── Source document

Property taxes are mainly county- and city-level issues in Idaho, although the home-owner exemption is set by the state. So there will be some variance across counties.

You paid $200K for your own property and $200K for your daughter's? If you are indeed the owner on both titles and the one you live in is your primary residence, then you should qualify for the home owner's exemption. This would cut your property tax bill considerably. I am not sure why there would be any issue with the HOE unless you are not the owner or if the property is commercial or something like that...

Are you saying you pay $4K per house per year? 2% of paid value? That would be stiff. HOE should cut the assessable amount by 50%. This leaves a $100K to be taxed (assuming 100% of market is assessed), or $2K not $2500. Something is funny with your numbers.

You should be able to appeal the assessment if too high, something sensible in this real estate market.

Also, from what we have seen up here, the middle class urbanite gets assessment close to 100% of market value, but folks in the rural areas or who have properties that are unique usually get assessments below the market. I guess the greater uniformity, turnover, and visibility make them easier targets for the County Assessor.

Perhaps Caldwell is using property taxes to make up for other revenue shortfalls?

NID property taxes are not cheap, but reasonable, provided the HOE is granted. Below would be a representative example...

Our rates here are about 1.67%. Say you live in a $300K home. Say it assessed at $270K (90% of market). $105K HOE. 1.67% times $165K = $2755/year or .91%. Not cheap for sure (MA is about .5%), but not horrible compared to other places in the country, like NJ or NY or TX (4-8%)!!

But the lack of other avenues for investment properties makes the property taxes say on your daughter's home pretty not that cheap. I empathize.

That you have to pay these taxes in the first place?? Well, that is a different story...

S.

P.S. My worry is less about property taxes than for income taxes, since the brackets are set very low.

────

(Requirements):
1. Translate this sentence from the post on Idaho property taxes into Spanish: "Property taxes are mainly county- and city-level issues in Idaho, although the home-owner exemption is set by the state."
2. Answer these questions using the post on Idaho property taxes:
(a) By what percentage should the HOE cut the assessable amount?
(b) About what rate does the writer give for their own area?
(c) Which tax worries the writer more than property taxes?
3. Say whether each statement agrees with the post on Idaho property taxes. Answer yes or no, and quote the words that decide it.
(a) In Idaho, each county sets its own home-owner exemption.
(b) Rural properties usually get assessed below market value.
(c) An assessment that is too high cannot be appealed.
The entries after this text are separate material.

── Record extracts

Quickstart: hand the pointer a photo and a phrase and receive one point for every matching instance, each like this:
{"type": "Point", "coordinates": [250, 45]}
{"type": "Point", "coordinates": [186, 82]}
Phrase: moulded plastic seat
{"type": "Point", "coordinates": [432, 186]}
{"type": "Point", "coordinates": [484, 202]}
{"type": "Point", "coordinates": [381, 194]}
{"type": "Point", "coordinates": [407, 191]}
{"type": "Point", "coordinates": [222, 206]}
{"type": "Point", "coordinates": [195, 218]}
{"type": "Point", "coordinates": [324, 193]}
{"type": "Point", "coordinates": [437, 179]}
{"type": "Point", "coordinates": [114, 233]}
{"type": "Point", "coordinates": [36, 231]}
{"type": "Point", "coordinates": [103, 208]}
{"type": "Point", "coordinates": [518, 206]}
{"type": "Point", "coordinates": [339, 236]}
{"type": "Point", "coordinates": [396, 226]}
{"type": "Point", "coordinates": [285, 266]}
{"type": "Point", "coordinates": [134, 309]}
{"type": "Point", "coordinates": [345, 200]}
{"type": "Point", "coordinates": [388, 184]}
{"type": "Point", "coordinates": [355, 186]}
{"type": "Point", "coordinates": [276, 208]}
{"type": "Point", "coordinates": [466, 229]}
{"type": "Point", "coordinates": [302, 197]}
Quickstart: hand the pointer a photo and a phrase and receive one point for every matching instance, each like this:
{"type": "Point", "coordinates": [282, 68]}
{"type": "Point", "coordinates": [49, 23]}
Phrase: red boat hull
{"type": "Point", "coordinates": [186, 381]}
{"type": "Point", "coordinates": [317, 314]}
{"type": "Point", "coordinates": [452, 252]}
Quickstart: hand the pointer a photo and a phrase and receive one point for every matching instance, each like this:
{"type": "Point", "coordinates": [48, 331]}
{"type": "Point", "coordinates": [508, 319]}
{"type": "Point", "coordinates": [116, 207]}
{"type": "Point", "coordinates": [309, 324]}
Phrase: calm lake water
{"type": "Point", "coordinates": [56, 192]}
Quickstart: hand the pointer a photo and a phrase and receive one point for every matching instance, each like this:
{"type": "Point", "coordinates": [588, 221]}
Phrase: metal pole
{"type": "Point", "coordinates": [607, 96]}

────

(Task results):
1. En Idaho, los impuestos sobre la propiedad son principalmente asuntos de nivel de condado y de ciudad, aunque la exención para propietarios de vivienda la fija el estado.

2.
(a) 50%
(b) About 1.67%
(c) Income taxes, since the brackets are set very low

3.
(a) No: "although the home-owner exemption is set by the state"
(b) Yes: "folks in the rural areas or who have properties that are unique usually get assessments below the market"
(c) No: "You should be able to appeal the assessment if too high"